**OBJECTIF:** Sélectionnez chaque ligne des données contenant le mot "each". Respectez la casse.

**DONNÉES À TRAITER:**

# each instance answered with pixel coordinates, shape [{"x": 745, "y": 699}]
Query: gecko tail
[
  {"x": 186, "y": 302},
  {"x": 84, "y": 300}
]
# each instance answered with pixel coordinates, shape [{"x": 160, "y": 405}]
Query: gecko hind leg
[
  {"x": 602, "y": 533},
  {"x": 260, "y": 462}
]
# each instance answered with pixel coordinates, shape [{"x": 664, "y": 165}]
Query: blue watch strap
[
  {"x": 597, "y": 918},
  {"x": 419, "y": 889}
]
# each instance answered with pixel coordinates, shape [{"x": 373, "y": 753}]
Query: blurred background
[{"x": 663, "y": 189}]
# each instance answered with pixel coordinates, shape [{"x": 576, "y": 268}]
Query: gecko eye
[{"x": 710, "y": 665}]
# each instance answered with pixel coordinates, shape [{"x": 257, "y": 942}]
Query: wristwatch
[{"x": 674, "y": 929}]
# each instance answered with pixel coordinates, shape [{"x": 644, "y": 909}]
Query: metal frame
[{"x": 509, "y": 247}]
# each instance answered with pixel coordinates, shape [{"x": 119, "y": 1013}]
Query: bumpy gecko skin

**RÉPONSE:**
# each instance answered with pixel coordinates, shape [{"x": 745, "y": 699}]
# each instance answered with pixel coordinates, shape [{"x": 160, "y": 405}]
# each instance answered with pixel coordinates, shape [{"x": 664, "y": 165}]
# each instance answered with pixel coordinates, shape [{"x": 373, "y": 753}]
# each instance answered with pixel coordinates, shape [{"x": 576, "y": 268}]
# each instance answered with pixel coordinates, shape [{"x": 257, "y": 942}]
# each instance answered with pixel coordinates, shape [{"x": 644, "y": 909}]
# each instance answered with pixel coordinates, shape [{"x": 119, "y": 1013}]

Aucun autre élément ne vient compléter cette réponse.